Thanks for the replies everyone. I appreciate the critical looks at my situation. I've found it interesting how conservative most of the responses and critiques have been, given that my budget is similar to that of MMM, if you scale it to one person: e.g. ($25000/yr) / (2 income earners) = $12500/yr.

@lazarus_long:
The "car" heading doesn't cover all aspects of the car, due to idiosyncrasies with my cost-tracking software. However, yes, that budget does cover my car related expenses. We own one car, drive about 8k miles per year, and I perform all my own basic maintenance, so the costs are low.

Regarding your question about my posting this thread in two places, I wanted to gather opinions from post-fire'd people as well as the broader community, and I assumed that readers of one type might not check the threads of another section -- if that upsets the balance around here, I apologize.

☆ ☆ ☆

EXERCISES:
**a.** Answer these questions from the post:
(i) Whose budget does the writer say theirs is similar to?
(ii) About how many miles per year is the car driven?
(iii) What did the writer want to gather by posting the thread in two places?
**b.** Replace "conservative" with "cautious" in the post, and write out the passage starting at "Thanks for the" and ending at "earners) = $12500/yr." with that change.
Answer using only the text above.

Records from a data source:
☆ ☆ ☆

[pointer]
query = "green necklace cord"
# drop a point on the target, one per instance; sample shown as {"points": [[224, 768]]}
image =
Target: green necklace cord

☆ ☆ ☆

TASK RESULTS:
**a.**
(i) MMM's budget.
(ii) About 8k miles per year.
(iii) Opinions from post-fire'd people as well as the broader community.

**b.**
Thanks for the replies everyone. I appreciate the critical looks at my situation. I've found it interesting how cautious most of the responses and critiques have been, given that my budget is similar to that of MMM, if you scale it to one person: e.g. ($25000/yr) / (2 income earners) = $12500/yr.